- _Stated problem_
Can you format every line of the items below as a JSON list of strings, one string per line, leaving out any blank lines?
++++++++++++++++++++
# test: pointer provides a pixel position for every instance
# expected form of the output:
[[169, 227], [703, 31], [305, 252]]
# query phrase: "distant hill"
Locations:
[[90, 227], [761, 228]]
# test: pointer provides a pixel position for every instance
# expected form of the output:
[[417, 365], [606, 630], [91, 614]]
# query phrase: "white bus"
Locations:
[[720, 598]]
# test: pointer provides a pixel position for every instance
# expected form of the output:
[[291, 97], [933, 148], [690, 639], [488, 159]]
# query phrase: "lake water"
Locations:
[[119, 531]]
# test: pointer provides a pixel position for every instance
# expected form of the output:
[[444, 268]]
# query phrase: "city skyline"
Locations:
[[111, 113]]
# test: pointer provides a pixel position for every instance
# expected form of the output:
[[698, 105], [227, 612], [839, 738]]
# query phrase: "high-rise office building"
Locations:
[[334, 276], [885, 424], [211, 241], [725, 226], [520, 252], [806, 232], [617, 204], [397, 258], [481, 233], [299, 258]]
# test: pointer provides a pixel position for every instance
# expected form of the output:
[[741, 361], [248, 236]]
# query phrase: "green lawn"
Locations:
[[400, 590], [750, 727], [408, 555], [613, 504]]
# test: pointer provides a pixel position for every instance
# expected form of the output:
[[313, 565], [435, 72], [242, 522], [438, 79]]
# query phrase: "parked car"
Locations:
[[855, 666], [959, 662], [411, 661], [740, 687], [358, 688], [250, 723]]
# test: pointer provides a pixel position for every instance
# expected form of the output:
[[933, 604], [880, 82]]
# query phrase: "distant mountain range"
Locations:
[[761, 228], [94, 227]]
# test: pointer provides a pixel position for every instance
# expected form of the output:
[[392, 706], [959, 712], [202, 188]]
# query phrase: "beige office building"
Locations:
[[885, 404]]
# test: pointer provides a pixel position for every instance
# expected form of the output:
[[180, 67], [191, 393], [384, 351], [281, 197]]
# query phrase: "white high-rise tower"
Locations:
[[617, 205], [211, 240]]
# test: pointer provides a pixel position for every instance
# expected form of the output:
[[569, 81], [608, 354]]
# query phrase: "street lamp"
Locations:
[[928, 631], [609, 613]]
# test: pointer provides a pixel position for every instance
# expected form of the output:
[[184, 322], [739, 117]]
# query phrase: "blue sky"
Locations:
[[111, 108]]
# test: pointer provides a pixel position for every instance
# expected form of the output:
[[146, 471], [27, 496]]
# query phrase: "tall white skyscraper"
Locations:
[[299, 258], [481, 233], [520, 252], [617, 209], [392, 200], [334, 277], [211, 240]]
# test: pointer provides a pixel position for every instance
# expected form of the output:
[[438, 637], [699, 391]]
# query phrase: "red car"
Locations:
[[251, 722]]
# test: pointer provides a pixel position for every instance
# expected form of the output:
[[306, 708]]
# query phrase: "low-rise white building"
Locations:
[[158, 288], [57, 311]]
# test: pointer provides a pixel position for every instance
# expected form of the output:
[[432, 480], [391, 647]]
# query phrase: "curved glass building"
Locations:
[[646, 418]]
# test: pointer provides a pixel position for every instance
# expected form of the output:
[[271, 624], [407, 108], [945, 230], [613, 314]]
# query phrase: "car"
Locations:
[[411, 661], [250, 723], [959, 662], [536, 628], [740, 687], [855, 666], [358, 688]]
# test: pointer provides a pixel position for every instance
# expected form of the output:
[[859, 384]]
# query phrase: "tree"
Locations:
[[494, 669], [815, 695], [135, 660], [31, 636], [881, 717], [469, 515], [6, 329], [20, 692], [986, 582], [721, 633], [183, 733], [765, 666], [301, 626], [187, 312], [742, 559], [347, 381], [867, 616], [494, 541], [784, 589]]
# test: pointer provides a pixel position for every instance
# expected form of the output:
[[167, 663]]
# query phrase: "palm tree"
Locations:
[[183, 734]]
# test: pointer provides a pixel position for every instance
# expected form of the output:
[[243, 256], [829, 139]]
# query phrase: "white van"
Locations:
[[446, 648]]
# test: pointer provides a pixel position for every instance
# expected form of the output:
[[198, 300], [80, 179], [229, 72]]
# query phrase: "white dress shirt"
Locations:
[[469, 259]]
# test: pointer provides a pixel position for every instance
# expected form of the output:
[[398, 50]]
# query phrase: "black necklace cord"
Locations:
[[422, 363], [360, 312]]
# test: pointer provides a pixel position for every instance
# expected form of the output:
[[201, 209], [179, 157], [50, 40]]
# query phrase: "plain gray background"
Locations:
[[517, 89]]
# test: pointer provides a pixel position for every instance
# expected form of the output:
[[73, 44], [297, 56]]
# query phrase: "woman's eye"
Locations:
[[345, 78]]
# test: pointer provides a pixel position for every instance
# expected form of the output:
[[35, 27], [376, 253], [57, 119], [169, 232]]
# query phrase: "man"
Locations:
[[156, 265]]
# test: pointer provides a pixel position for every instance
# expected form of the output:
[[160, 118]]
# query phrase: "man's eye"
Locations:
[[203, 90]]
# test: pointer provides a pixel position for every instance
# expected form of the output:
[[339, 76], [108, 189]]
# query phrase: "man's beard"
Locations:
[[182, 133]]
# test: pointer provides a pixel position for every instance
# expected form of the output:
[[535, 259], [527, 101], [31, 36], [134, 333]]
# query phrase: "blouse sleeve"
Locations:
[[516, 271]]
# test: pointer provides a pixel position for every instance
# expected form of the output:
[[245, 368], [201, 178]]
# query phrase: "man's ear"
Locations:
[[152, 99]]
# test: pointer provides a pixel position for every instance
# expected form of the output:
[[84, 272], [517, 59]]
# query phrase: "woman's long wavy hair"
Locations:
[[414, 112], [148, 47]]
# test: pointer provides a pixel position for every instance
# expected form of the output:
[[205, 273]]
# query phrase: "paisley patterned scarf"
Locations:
++++++++++++++++++++
- _Solution_
[
  "# test: pointer provides a pixel position for every instance",
  "# expected form of the output:",
  "[[169, 227], [703, 31], [305, 252]]",
  "# query phrase: \"distant hill\"",
  "Locations:",
  "[[90, 227], [761, 228]]",
  "# test: pointer provides a pixel position for every instance",
  "# expected form of the output:",
  "[[417, 365], [606, 630], [91, 614]]",
  "# query phrase: \"white bus\"",
  "Locations:",
  "[[720, 598]]",
  "# test: pointer provides a pixel position for every instance",
  "# expected form of the output:",
  "[[291, 97], [933, 148], [690, 639], [488, 159]]",
  "# query phrase: \"lake water\"",
  "Locations:",
  "[[119, 531]]",
  "# test: pointer provides a pixel position for every instance",
  "# expected form of the output:",
  "[[444, 268]]",
  "# query phrase: \"city skyline\"",
  "Locations:",
  "[[111, 113]]",
  "# test: pointer provides a pixel position for every instance",
  "# expected form of the output:",
  "[[698, 105], [227, 612], [839, 738]]",
  "# query phrase: \"high-rise office building\"",
  "Locations:",
  "[[334, 276], [885, 424], [211, 241], [725, 226], [520, 252], [806, 232], [617, 204], [397, 258], [481, 233], [299, 258]]",
  "# test: pointer provides a pixel position for every instance",
  "# expected form of the output:",
  "[[741, 361], [248, 236]]",
  "# query phrase: \"green lawn\"",
  "Locations:",
  "[[400, 590], [750, 727], [408, 555], [613, 504]]",
  "# test: pointer provides a pixel position for every instance",
  "# expected form of the output:",
  "[[313, 565], [435, 72], [242, 522], [438, 79]]",
  "# query phrase: \"parked car\"",
  "Locations:",
  "[[855, 666], [959, 662], [411, 661], [740, 687], [358, 688], [250, 723]]",
  "# test: pointer provides a pixel position for every instance",
  "# expected form of the output:",
  "[[933, 604], [880, 82]]",
  "# query phrase: \"distant mountain range\"",
  "Locations:",
  "[[761, 228], [94, 227]]",
  "# test: pointer provides a pixel position for every instance",
  "# expected form of the output:",
  "[[392, 706], [959, 712], [202, 188]]",
  "# query phrase: \"beige office building\"",
  "Locations:",
  "[[885, 404]]",
  "# test: pointer provides a pixel position for every instance",
  "# expected form of the output:",
  "[[180, 67], [191, 393], [384, 351], [281, 197]]",
  "# query phrase: \"white high-rise tower\"",
  "Locations:",
  "[[617, 205], [211, 240]]",
  "# test: pointer provides a pixel position for every instance",
  "# expected form of the output:",
  "[[569, 81], [608, 354]]",
  "# query phrase: \"street lamp\"",
  "Locations:",
  "[[928, 631], [609, 613]]",
  "# test: pointer provides a pixel position for every instance",
  "# expected form of the output:",
  "[[184, 322], [739, 117]]",
  "# query phrase: \"blue sky\"",
  "Locations:",
  "[[111, 108]]",
  "# test: pointer provides a pixel position for every instance",
  "# expected form of the output:",
  "[[146, 471], [27, 496]]",
  "# query phrase: \"tall white skyscraper\"",
  "Locations:",
  "[[299, 258], [481, 233], [520, 252], [617, 209], [392, 200], [334, 277], [211, 240]]",
  "# test: pointer provides a pixel position for every instance",
  "# expected form of the output:",
  "[[438, 637], [699, 391]]",
  "# query phrase: \"red car\"",
  "Locations:",
  "[[251, 722]]",
  "# test: pointer provides a pixel position for every instance",
  "# expected form of the output:",
  "[[306, 708]]",
  "# query phrase: \"low-rise white building\"",
  "Locations:",
  "[[158, 288], [57, 311]]",
  "# test: pointer provides a pixel position for every instance",
  "# expected form of the output:",
  "[[432, 480], [391, 647]]",
  "# query phrase: \"curved glass building\"",
  "Locations:",
  "[[646, 418]]",
  "# test: pointer provides a pixel position for every instance",
  "# expected form of the output:",
  "[[271, 624], [407, 108], [945, 230], [613, 314]]",
  "# query phrase: \"car\"",
  "Locations:",
  "[[411, 661], [250, 723], [959, 662], [536, 628], [740, 687], [855, 666], [358, 688]]",
  "# test: pointer provides a pixel position for every instance",
  "# expected form of the output:",
  "[[859, 384]]",
  "# query phrase: \"tree\"",
  "Locations:",
  "[[494, 669], [815, 695], [135, 660], [31, 636], [881, 717], [469, 515], [6, 329], [20, 692], [986, 582], [721, 633], [183, 733], [765, 666], [301, 626], [187, 312], [742, 559], [347, 381], [867, 616], [494, 541], [784, 589]]",
  "# test: pointer provides a pixel position for every instance",
  "# expected form of the output:",
  "[[167, 663]]",
  "# query phrase: \"palm tree\"",
  "Locations:",
  "[[183, 734]]",
  "# test: pointer provides a pixel position for every instance",
  "# expected form of the output:",
  "[[243, 256], [829, 139]]",
  "# query phrase: \"white van\"",
  "Locations:",
  "[[446, 648]]",
  "# test: pointer provides a pixel position for every instance",
  "# expected form of the output:",
  "[[198, 300], [80, 179], [229, 72]]",
  "# query phrase: \"white dress shirt\"",
  "Locations:",
  "[[469, 259]]",
  "# test: pointer provides a pixel position for every instance",
  "# expected form of the output:",
  "[[398, 50]]",
  "# query phrase: \"black necklace cord\"",
  "Locations:",
  "[[422, 363], [360, 312]]",
  "# test: pointer provides a pixel position for every instance",
  "# expected form of the output:",
  "[[201, 209], [179, 157], [50, 40]]",
  "# query phrase: \"plain gray background\"",
  "Locations:",
  "[[517, 89]]",
  "# test: pointer provides a pixel position for every instance",
  "# expected form of the output:",
  "[[73, 44], [297, 56]]",
  "# query phrase: \"woman's eye\"",
  "Locations:",
  "[[345, 78]]",
  "# test: pointer provides a pixel position for every instance",
  "# expected form of the output:",
  "[[35, 27], [376, 253], [57, 119], [169, 232]]",
  "# query phrase: \"man\"",
  "Locations:",
  "[[156, 265]]",
  "# test: pointer provides a pixel position for every instance",
  "# expected form of the output:",
  "[[160, 118]]",
  "# query phrase: \"man's eye\"",
  "Locations:",
  "[[203, 90]]",
  "# test: pointer provides a pixel position for every instance",
  "# expected form of the output:",
  "[[339, 76], [108, 189]]",
  "# query phrase: \"man's beard\"",
  "Locations:",
  "[[182, 133]]",
  "# test: pointer provides a pixel position for every instance",
  "# expected form of the output:",
  "[[535, 259], [527, 101], [31, 36], [134, 333]]",
  "# query phrase: \"blouse sleeve\"",
  "Locations:",
  "[[516, 271]]",
  "# test: pointer provides a pixel position for every instance",
  "# expected form of the output:",
  "[[245, 368], [201, 178]]",
  "# query phrase: \"man's ear\"",
  "Locations:",
  "[[152, 99]]",
  "# test: pointer provides a pixel position for every instance",
  "# expected form of the output:",
  "[[84, 272], [517, 59]]",
  "# query phrase: \"woman's long wavy hair\"",
  "Locations:",
  "[[414, 112], [148, 47]]",
  "# test: pointer provides a pixel position for every instance",
  "# expected form of the output:",
  "[[205, 273]]",
  "# query phrase: \"paisley patterned scarf\"",
  "Locations:"
]